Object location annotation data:
------------------------------------

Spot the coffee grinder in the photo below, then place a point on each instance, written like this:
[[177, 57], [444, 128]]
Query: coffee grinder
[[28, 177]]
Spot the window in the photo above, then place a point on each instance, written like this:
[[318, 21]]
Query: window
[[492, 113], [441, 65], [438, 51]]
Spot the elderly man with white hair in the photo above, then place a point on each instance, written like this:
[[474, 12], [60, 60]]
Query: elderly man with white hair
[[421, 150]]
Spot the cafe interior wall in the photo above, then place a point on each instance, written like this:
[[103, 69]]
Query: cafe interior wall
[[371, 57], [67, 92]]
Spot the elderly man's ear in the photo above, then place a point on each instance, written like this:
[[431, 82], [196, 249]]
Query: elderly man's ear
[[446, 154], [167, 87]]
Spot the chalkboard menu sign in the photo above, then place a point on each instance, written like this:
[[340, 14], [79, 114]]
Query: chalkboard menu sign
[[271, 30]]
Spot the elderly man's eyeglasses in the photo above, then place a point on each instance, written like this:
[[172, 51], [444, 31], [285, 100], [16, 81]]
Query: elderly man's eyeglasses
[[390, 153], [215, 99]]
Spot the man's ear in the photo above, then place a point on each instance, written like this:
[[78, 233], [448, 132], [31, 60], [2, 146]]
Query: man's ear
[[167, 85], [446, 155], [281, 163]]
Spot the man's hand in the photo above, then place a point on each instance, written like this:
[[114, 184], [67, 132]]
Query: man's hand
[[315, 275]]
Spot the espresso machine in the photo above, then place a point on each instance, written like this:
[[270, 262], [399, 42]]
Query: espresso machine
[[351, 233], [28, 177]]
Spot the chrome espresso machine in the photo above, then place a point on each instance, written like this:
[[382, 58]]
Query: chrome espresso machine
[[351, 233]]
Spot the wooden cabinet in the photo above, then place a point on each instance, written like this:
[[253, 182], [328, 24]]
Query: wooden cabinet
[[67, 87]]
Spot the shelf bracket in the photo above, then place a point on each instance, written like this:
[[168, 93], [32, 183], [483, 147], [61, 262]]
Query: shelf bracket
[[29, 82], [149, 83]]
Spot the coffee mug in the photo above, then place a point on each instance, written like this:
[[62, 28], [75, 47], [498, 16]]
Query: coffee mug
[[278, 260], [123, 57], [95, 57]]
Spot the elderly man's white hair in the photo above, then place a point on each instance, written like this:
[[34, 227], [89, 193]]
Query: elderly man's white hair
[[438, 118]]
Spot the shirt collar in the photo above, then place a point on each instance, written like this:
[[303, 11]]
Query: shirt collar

------------------------------------

OBJECTIVE → Copy all of the data above verbatim, line for line.

TASK ANSWER →
Spot the coffee grinder in the photo below, then place a point on each instance, written like this:
[[177, 57], [444, 128]]
Query: coffee grinder
[[28, 177]]
Spot the window in the photo above, then place a point on each instance, written like this:
[[318, 21]]
Query: window
[[492, 113], [441, 65], [438, 51]]
Spot the elderly man with white hair in the photo above, then place a point on each instance, written like this:
[[474, 12], [60, 60]]
Query: elderly man with white hair
[[421, 150]]
Spot the cafe interior wall in the photo above, then place a point on each instance, written like this:
[[103, 69]]
Query: cafe interior wall
[[371, 57], [67, 92]]
Spot the elderly man's ear in the photo above, then place a point on each instance, written like this:
[[431, 82], [196, 249]]
Query: elderly man's ear
[[446, 154], [167, 87]]
Spot the chalkboard menu sign in the photo above, then place a point on each instance, written like this:
[[340, 14], [79, 114]]
Query: chalkboard menu sign
[[271, 30]]
Spot the elderly man's eyeglasses in the photo above, then place a point on each instance, written like this:
[[172, 51], [444, 31], [285, 100], [16, 81]]
Query: elderly man's eyeglasses
[[390, 153], [215, 99]]
Spot the man's ear in the photo above, then place a point on each instance, written like this:
[[78, 233], [448, 132], [31, 60], [2, 146]]
Query: man's ear
[[167, 85], [446, 155], [281, 163]]
Spot the man's hand in the photo above, then place a point on each instance, written like this:
[[114, 184], [67, 132]]
Query: man's hand
[[315, 275]]
Spot the espresso machine in the photo above, then place a point on each instance, written like this:
[[270, 262], [399, 42]]
Query: espresso machine
[[351, 233], [28, 177]]
Spot the chrome espresso machine in the photo above, then place a point on each instance, written like this:
[[382, 58]]
Query: chrome espresso machine
[[351, 233]]
Spot the wooden cabinet in the photo above, then place a point on each instance, written like this:
[[253, 182], [328, 24]]
Query: wooden cabinet
[[67, 87]]
Spot the shelf bracket in the photo above, then place a point on each instance, written like this:
[[168, 93], [32, 183], [483, 147], [61, 262]]
Query: shelf bracket
[[29, 82], [149, 83]]
Spot the coffee mug in the photo above, then place a point on each instance, written like this:
[[62, 28], [75, 47], [498, 16]]
Query: coffee mug
[[278, 260], [123, 57], [95, 57]]
Spot the elderly man's white hair in the photo above, then place a point on each instance, written like this:
[[34, 227], [89, 193]]
Query: elderly man's white hair
[[438, 118]]
Spot the shirt collar in the photo above, then place a point on each instance, written like this:
[[303, 11]]
Query: shirt collar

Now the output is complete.